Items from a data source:

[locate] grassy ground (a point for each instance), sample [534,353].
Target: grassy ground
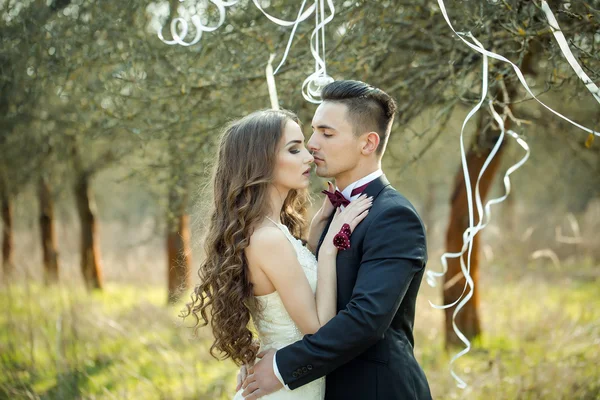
[541,341]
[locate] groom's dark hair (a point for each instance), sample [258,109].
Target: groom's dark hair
[370,109]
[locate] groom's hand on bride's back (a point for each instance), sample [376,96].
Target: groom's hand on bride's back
[261,379]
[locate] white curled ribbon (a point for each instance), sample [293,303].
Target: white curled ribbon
[482,50]
[483,212]
[564,47]
[314,83]
[179,35]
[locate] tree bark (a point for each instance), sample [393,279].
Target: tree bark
[47,231]
[7,235]
[178,246]
[90,258]
[467,319]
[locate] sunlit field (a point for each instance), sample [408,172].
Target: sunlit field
[541,341]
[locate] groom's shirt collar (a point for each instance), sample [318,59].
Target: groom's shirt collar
[362,181]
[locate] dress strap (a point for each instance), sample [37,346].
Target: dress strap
[285,231]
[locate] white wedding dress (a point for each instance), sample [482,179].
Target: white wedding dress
[276,329]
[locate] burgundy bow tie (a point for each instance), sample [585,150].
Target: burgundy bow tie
[337,198]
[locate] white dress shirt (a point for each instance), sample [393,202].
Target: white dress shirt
[346,192]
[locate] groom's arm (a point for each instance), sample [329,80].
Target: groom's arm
[394,250]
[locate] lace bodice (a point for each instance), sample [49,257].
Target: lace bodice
[276,329]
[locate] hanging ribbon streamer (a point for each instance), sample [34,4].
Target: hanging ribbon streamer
[180,28]
[314,83]
[271,83]
[484,212]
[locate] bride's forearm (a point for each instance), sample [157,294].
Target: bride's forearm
[314,233]
[326,295]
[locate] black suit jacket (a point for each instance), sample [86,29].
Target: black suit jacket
[366,350]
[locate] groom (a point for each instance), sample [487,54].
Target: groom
[366,350]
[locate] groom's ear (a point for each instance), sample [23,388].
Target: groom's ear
[369,143]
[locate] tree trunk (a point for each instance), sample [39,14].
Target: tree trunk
[467,319]
[178,246]
[7,235]
[48,236]
[90,259]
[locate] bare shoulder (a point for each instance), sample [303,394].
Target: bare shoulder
[267,242]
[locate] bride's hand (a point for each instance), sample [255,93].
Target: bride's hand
[326,208]
[352,215]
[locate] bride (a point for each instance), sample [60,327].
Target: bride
[256,269]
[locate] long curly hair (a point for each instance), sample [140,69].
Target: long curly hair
[241,178]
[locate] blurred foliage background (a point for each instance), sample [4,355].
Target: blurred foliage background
[107,137]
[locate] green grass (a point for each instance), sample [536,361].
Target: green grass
[541,341]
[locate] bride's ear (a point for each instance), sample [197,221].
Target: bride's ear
[369,143]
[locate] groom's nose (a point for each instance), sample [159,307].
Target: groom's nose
[312,144]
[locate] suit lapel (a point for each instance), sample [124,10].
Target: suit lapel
[373,189]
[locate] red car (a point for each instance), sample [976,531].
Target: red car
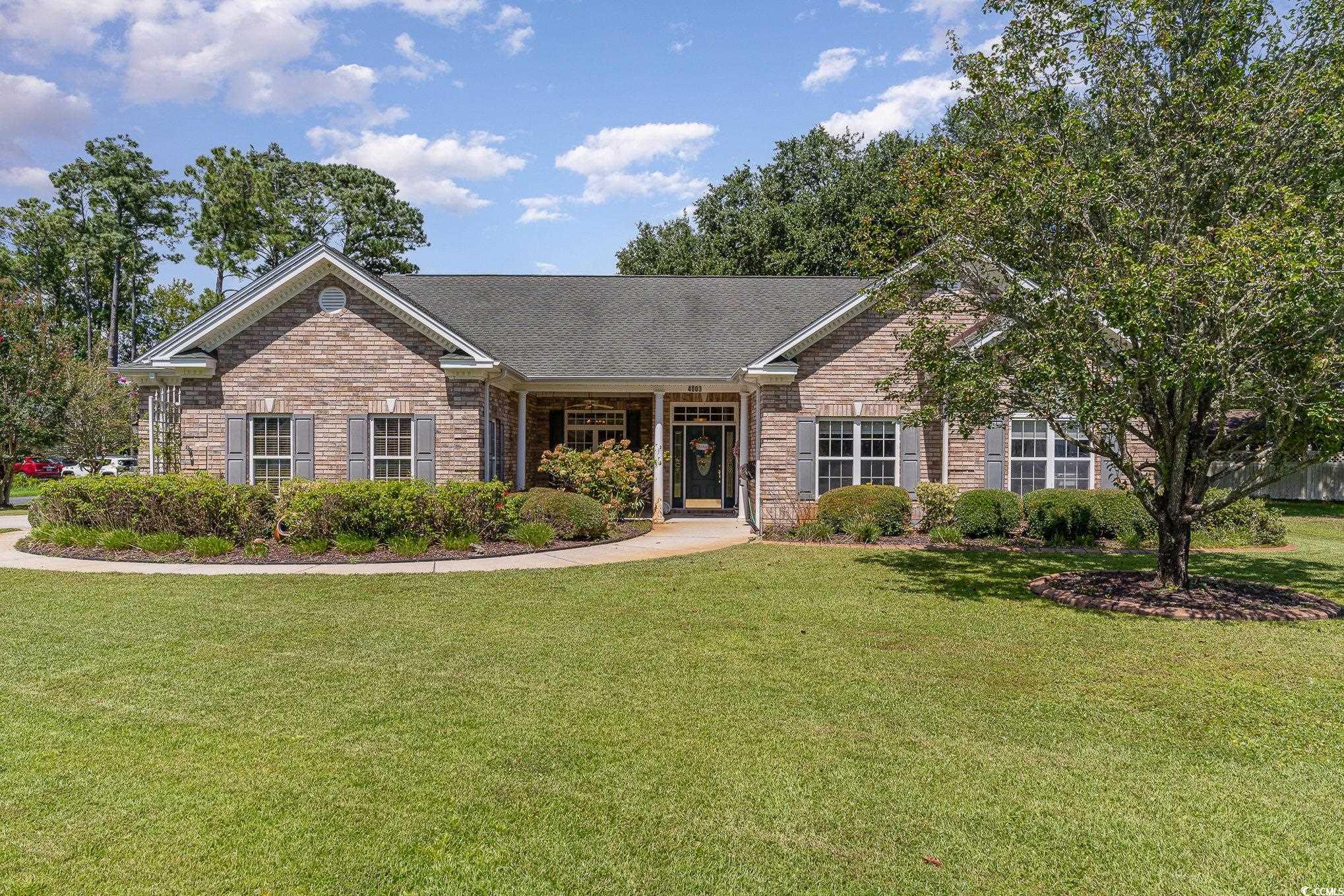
[40,468]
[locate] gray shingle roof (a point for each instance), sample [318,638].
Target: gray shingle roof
[625,327]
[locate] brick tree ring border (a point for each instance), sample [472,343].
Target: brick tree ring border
[1209,598]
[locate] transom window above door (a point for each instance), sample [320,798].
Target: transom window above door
[393,456]
[1041,458]
[857,453]
[586,429]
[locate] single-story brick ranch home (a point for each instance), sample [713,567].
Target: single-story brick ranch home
[760,388]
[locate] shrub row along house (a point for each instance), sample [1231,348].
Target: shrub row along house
[760,390]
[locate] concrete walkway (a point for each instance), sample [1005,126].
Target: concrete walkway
[678,536]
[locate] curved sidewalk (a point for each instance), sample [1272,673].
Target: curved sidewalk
[678,536]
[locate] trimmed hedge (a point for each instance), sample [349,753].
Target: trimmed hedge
[383,511]
[888,506]
[187,504]
[570,514]
[981,512]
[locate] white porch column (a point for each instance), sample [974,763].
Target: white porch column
[520,475]
[742,456]
[657,457]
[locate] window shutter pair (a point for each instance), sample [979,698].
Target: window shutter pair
[358,448]
[235,446]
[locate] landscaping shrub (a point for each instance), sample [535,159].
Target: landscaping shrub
[535,535]
[1249,522]
[160,542]
[1118,514]
[187,504]
[355,545]
[572,515]
[863,528]
[409,546]
[119,539]
[208,546]
[888,506]
[612,475]
[814,531]
[1061,516]
[387,510]
[987,512]
[940,504]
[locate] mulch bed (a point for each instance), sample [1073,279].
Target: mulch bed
[280,553]
[1207,598]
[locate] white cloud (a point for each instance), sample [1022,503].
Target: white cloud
[518,24]
[539,208]
[900,108]
[421,66]
[605,160]
[422,168]
[865,6]
[832,65]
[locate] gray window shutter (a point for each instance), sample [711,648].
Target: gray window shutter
[301,431]
[235,449]
[357,448]
[423,426]
[910,457]
[995,456]
[807,458]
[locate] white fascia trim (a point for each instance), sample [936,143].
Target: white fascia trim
[262,289]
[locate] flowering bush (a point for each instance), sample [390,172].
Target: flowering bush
[612,475]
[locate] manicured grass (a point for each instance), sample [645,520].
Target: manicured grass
[766,719]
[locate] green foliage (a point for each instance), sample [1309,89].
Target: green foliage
[814,531]
[888,506]
[119,539]
[535,535]
[386,510]
[797,214]
[352,543]
[189,504]
[309,546]
[987,512]
[612,475]
[1059,515]
[409,546]
[940,504]
[945,535]
[208,546]
[160,542]
[863,528]
[572,515]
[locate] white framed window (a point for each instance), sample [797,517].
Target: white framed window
[859,452]
[1042,458]
[588,429]
[393,452]
[272,452]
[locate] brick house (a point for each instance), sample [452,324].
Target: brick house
[760,390]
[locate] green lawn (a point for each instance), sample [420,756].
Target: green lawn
[765,719]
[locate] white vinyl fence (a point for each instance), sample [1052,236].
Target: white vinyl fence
[1318,483]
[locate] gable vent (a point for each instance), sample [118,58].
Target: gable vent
[331,300]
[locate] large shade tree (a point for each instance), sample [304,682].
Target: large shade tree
[1142,200]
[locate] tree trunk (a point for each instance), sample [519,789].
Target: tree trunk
[1173,553]
[113,335]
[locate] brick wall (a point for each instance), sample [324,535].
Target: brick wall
[331,366]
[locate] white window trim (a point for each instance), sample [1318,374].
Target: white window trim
[857,479]
[597,427]
[1050,454]
[252,445]
[374,457]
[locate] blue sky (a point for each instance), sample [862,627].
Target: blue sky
[534,134]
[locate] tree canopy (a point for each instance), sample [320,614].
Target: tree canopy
[1142,202]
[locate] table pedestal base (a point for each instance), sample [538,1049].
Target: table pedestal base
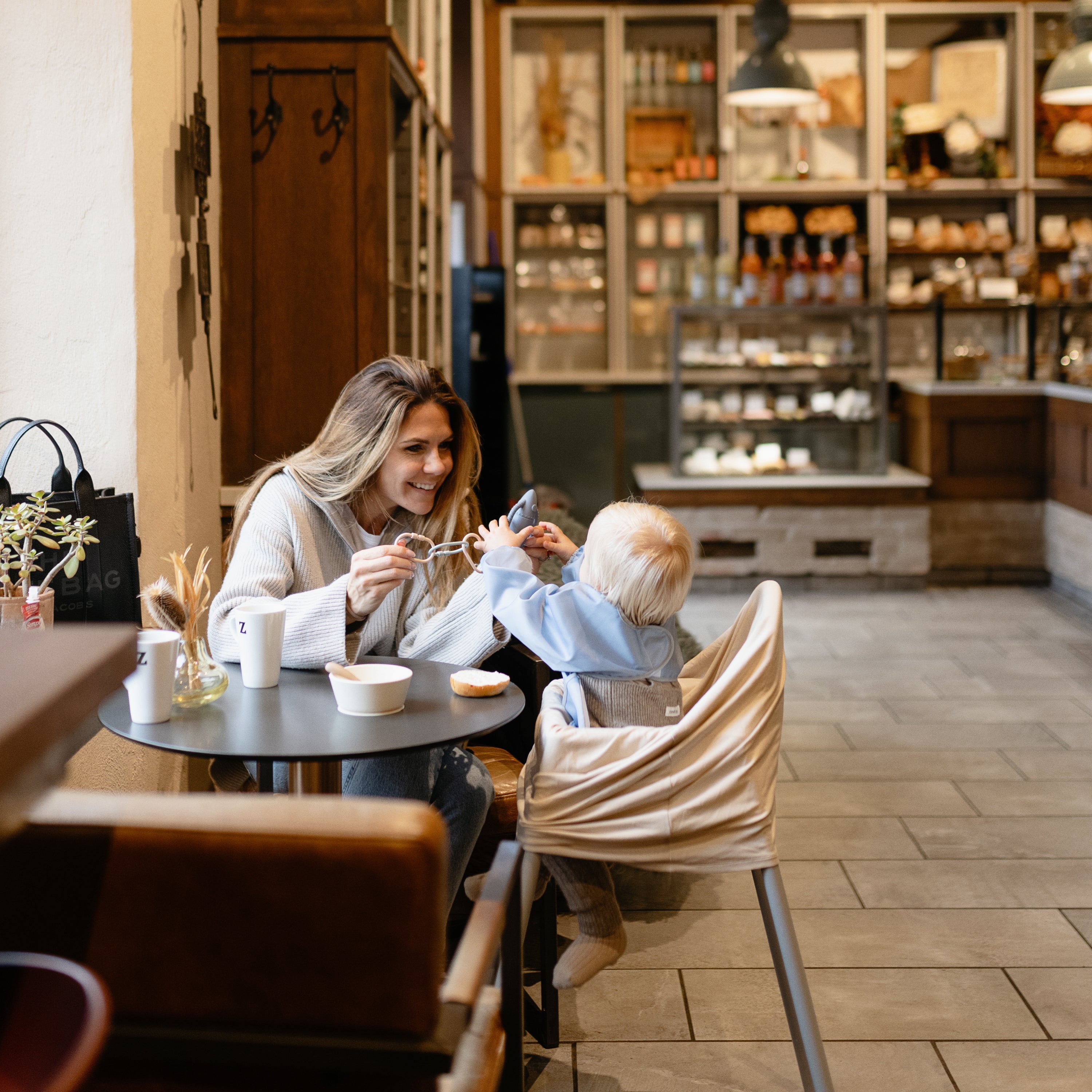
[307,778]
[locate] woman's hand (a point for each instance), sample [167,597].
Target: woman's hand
[499,534]
[373,575]
[556,542]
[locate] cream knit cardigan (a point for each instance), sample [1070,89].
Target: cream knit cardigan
[296,550]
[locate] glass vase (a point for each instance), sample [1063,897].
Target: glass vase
[198,677]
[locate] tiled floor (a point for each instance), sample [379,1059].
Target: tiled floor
[935,827]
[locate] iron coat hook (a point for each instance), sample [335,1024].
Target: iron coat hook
[339,118]
[271,119]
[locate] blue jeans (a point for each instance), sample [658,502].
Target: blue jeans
[451,779]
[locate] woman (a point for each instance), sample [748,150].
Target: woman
[399,452]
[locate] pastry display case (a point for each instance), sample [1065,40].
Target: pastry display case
[779,390]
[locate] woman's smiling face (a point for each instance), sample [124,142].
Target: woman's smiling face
[420,461]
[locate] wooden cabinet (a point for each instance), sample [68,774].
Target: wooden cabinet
[980,445]
[1069,451]
[333,160]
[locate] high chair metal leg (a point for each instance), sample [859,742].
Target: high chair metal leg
[807,1042]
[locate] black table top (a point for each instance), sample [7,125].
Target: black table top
[298,720]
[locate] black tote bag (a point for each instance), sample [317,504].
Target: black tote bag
[107,583]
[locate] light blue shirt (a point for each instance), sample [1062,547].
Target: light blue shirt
[575,628]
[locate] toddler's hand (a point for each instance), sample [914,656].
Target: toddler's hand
[557,542]
[499,534]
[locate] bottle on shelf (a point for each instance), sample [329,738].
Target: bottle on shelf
[709,67]
[751,271]
[776,272]
[853,273]
[724,274]
[698,274]
[800,283]
[682,68]
[694,68]
[826,271]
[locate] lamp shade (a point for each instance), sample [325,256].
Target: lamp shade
[1068,81]
[771,78]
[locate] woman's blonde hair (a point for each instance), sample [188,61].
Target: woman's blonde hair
[641,558]
[343,462]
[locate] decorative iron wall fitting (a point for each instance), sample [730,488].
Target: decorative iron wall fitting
[271,119]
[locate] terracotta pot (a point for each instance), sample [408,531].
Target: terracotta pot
[11,611]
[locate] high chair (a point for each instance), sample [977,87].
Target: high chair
[696,796]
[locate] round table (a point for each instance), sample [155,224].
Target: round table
[298,722]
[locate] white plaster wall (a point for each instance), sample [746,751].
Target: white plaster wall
[68,347]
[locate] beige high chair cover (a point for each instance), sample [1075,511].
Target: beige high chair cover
[696,796]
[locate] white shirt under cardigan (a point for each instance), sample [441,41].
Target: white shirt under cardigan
[297,550]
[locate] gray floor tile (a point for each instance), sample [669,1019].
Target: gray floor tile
[1003,838]
[625,1005]
[755,1067]
[547,1071]
[1029,798]
[808,884]
[1077,736]
[950,736]
[854,938]
[1041,765]
[972,884]
[843,840]
[1081,920]
[872,799]
[988,711]
[841,710]
[874,1004]
[902,766]
[1062,998]
[1019,1067]
[813,737]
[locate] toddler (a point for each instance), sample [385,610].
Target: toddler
[610,629]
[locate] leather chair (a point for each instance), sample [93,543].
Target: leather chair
[266,942]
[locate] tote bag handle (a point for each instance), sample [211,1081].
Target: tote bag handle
[63,480]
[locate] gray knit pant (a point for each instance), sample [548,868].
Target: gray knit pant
[589,891]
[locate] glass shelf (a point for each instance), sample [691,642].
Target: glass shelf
[810,396]
[663,240]
[561,289]
[670,95]
[556,104]
[950,112]
[825,142]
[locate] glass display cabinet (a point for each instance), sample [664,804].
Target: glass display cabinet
[828,141]
[670,76]
[779,390]
[951,92]
[674,256]
[561,288]
[554,116]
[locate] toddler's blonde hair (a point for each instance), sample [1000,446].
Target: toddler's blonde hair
[641,558]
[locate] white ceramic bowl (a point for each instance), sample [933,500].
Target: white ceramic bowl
[380,689]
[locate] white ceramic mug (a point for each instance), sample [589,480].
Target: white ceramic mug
[259,630]
[152,686]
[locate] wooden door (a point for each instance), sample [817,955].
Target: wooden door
[305,236]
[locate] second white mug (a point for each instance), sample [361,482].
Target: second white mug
[259,630]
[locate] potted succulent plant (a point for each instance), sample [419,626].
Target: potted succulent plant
[24,528]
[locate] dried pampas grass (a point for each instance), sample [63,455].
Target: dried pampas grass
[181,608]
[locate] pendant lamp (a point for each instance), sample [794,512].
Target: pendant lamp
[771,76]
[1068,81]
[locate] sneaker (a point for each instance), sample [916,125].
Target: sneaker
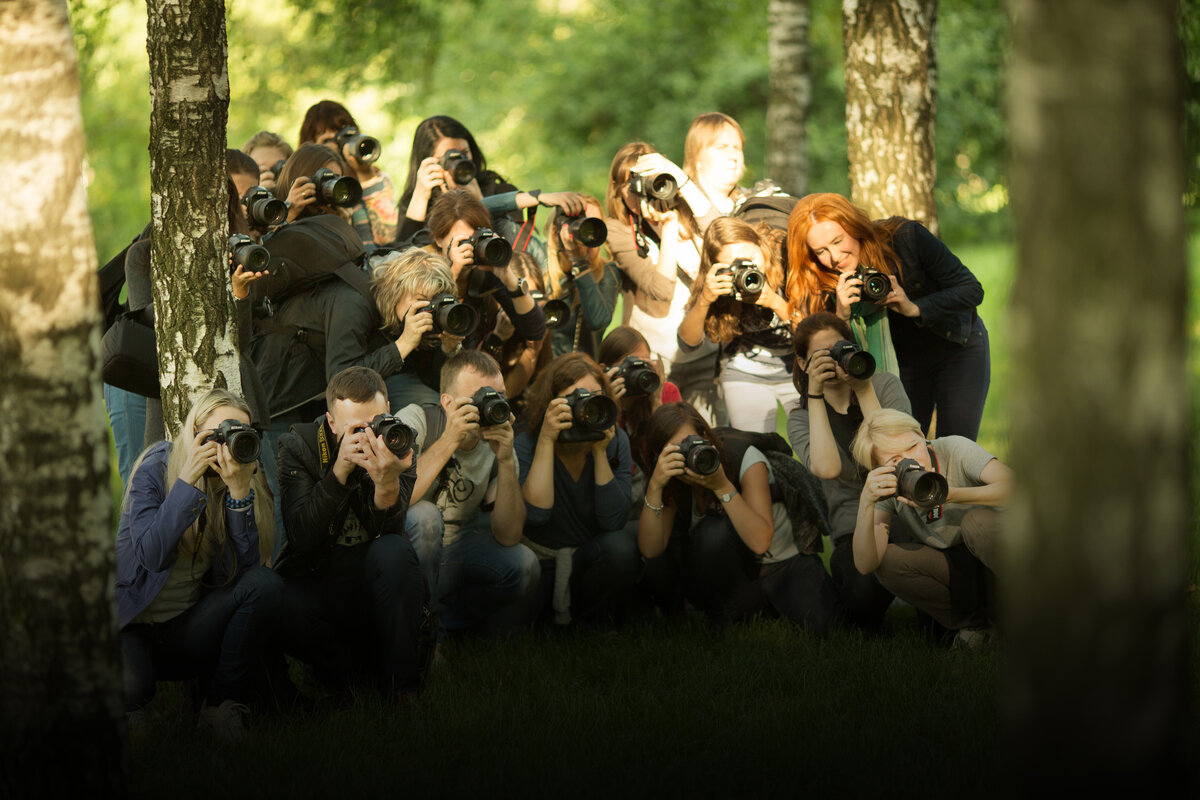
[226,721]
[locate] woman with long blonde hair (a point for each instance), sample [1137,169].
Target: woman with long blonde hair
[192,595]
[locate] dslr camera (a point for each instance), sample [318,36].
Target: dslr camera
[493,408]
[857,364]
[336,190]
[748,278]
[640,377]
[490,248]
[921,486]
[876,286]
[364,149]
[699,455]
[460,166]
[592,414]
[244,440]
[263,209]
[249,253]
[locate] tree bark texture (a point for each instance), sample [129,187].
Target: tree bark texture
[1096,691]
[60,699]
[891,106]
[193,302]
[791,95]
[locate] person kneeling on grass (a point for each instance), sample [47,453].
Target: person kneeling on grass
[947,572]
[353,588]
[192,596]
[471,511]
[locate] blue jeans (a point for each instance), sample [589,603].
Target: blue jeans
[223,636]
[485,585]
[424,527]
[127,419]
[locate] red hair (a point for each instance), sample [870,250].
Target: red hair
[809,283]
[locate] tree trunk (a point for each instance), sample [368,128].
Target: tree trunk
[193,301]
[59,672]
[891,106]
[1097,698]
[791,94]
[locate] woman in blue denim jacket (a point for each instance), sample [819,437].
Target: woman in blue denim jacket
[192,596]
[931,301]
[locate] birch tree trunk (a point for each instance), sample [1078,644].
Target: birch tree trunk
[60,691]
[891,106]
[791,94]
[1097,699]
[193,302]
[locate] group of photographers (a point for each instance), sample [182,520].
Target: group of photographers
[454,445]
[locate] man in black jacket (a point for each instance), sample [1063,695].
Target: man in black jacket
[353,587]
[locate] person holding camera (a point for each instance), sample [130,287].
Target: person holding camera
[737,304]
[657,245]
[579,276]
[472,506]
[445,157]
[353,587]
[575,476]
[193,599]
[376,216]
[739,555]
[946,495]
[833,403]
[898,286]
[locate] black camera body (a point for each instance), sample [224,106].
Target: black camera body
[263,209]
[592,414]
[399,437]
[244,440]
[921,486]
[451,317]
[876,286]
[493,407]
[641,378]
[749,281]
[249,253]
[336,190]
[490,248]
[661,187]
[460,166]
[700,456]
[857,364]
[365,149]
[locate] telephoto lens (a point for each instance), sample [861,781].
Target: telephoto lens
[640,377]
[397,435]
[592,414]
[460,166]
[249,254]
[589,232]
[365,149]
[921,486]
[451,317]
[336,190]
[699,455]
[493,408]
[263,209]
[857,364]
[490,250]
[876,286]
[244,440]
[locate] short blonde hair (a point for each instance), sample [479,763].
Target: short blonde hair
[408,274]
[883,423]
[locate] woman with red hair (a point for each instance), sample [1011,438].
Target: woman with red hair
[893,280]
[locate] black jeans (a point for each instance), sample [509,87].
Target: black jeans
[953,378]
[360,611]
[723,578]
[221,638]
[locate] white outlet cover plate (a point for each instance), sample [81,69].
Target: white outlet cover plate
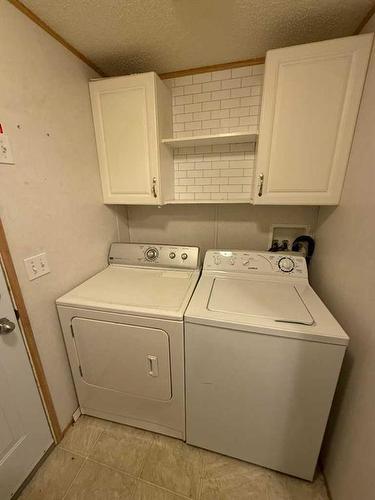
[6,154]
[36,266]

**Work instructions**
Copy out, word for word, the part of the entries above that begins at the line with "Target: woman with long blonde hair" and ends at the line with "[locate] telephoto lens", including both.

**Answer below**
Target: woman with long blonde hair
[192,595]
[locate] dslr camera (a point for each instance), sample [318,36].
Target: dslr camera
[493,408]
[857,364]
[336,190]
[748,278]
[640,377]
[490,248]
[921,486]
[876,286]
[364,149]
[699,455]
[460,166]
[592,414]
[244,440]
[263,209]
[249,253]
[locate] tree bark texture (a point for each instance), sample [129,187].
Target: tree bark texture
[1096,691]
[60,699]
[891,106]
[193,302]
[791,95]
[locate] person kneeling on grass (a point for each instance), sample [47,453].
Target: person kneeling on grass
[947,572]
[353,588]
[192,596]
[471,511]
[locate] blue jeans (a point for each instance), sample [589,603].
Target: blue jeans
[223,636]
[485,585]
[424,527]
[127,419]
[locate] red hair (a point for each instance), sample [870,250].
Target: red hair
[809,283]
[locate] tree trunk (a point for each instance), sample [368,128].
Target: tree trunk
[193,301]
[59,672]
[891,106]
[1097,698]
[791,94]
[locate] woman in blue denim jacket (a point for each instance), sample [819,437].
Target: woman in blue denim jacket
[192,596]
[931,301]
[locate] birch tree trunk (a point for each instance), sample [1078,644].
Target: birch tree trunk
[60,691]
[891,106]
[791,94]
[1097,699]
[193,302]
[locate] group of photographers (a point for each instance), sample [182,520].
Target: group of photographers
[454,445]
[locate] man in black jacket (a point for each instance), sample [1063,695].
Target: man in black jacket
[353,587]
[locate] person holding camera (a point for each instance), sample [130,287].
Target: person holding camera
[737,304]
[657,245]
[579,276]
[472,506]
[445,157]
[353,587]
[575,476]
[193,599]
[376,216]
[739,555]
[946,495]
[833,403]
[898,286]
[locate] black camera body (a point for each instance), sample [224,106].
Target: black camera body
[263,209]
[592,414]
[399,437]
[244,440]
[921,486]
[451,317]
[876,286]
[493,407]
[641,378]
[749,281]
[249,253]
[336,190]
[490,248]
[661,187]
[460,166]
[700,456]
[857,364]
[365,149]
[locate] telephoto lens (a point for each instance), sample [861,781].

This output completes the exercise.